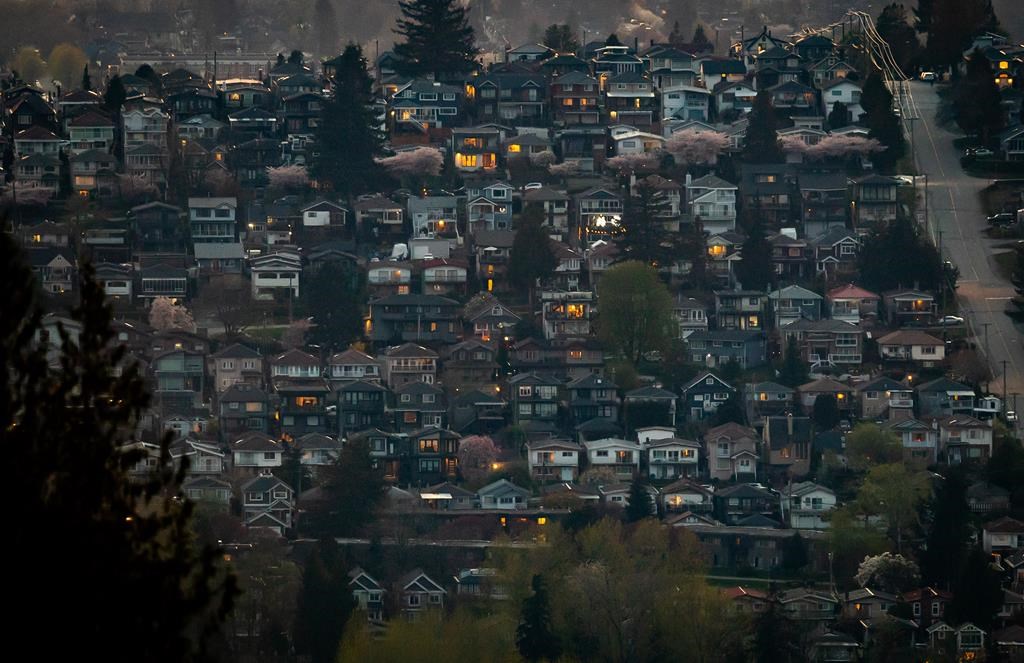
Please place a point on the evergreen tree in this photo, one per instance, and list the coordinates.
(761, 140)
(794, 371)
(325, 604)
(700, 43)
(755, 270)
(978, 101)
(71, 400)
(642, 236)
(561, 38)
(977, 593)
(438, 39)
(334, 295)
(347, 137)
(531, 256)
(534, 637)
(948, 532)
(825, 412)
(639, 506)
------------
◆ TASK REQUIREMENTS:
Reproduce the entire listing above precisely, but keep the images out.

◆ WRITTEN ANSWER:
Please place a point on the evergreen tree in this photo, one per instance, and list the coordinates.
(761, 140)
(794, 371)
(325, 604)
(700, 43)
(755, 270)
(978, 101)
(71, 400)
(642, 236)
(561, 38)
(977, 593)
(438, 39)
(334, 295)
(347, 137)
(531, 256)
(534, 637)
(948, 532)
(825, 412)
(639, 506)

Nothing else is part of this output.